### TRECHO:
◆ ◆ ◆ ◆ ◆ ◆ ◆
A comunidade remanescente de quilombo da cidade de Jaguaquara por muitos anos passou invisibilizada por parte da população local. As dificuldades enfrentadas e a busca por melhores condições de vida para os negros tem raízes históricas de negação dos direitos, reforçadas na formação social da mente da população brasileira. Desde a “libertação” dos escravos, o povo preto foi deixado a mercê. Atualmente muitas dessas comunidades são amparadas pelo assistencialismo de grupos religiosos, trabalhos voluntários e das ações dos setores de desenvolvimento social, pois vivemos a escassez de políticas públicas para população negra, destacando neste cenário as comunidades tradicionais e remanescentes. Tais fatores, os tornaram resistentes, pois tiveram suas identidades violentadas pelas dores da escravidão. Em nosso cotidiano há um  reforço gritante das desigualdades sociais entre negros e brancos, expondo-os a situações de vulnerabilidade social, exclusão e enfrentamentos cotidianos pela subsistência, vivendo uma constante violação a dignidade humana em nosso país.
◆ ◆ ◆ ◆ ◆ ◆ ◆
### DADOS FORNECIDOS:
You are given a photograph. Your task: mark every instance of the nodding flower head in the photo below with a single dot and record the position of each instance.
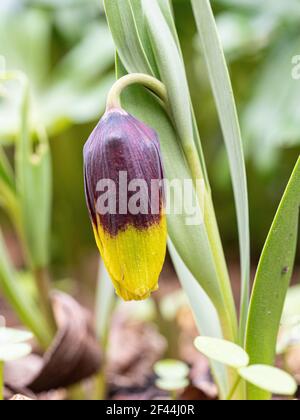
◆ ◆ ◆ ◆ ◆ ◆ ◆
### ENUNCIADO:
De acordo com o trecho, por quem muitas dessas comunidades são atualmente amparadas? A listagem não desempenha papel algum nesta atividade.

### RESOLUÇÃO:
Pelo assistencialismo de grupos religiosos, por trabalhos voluntários e pelas ações dos setores de desenvolvimento social.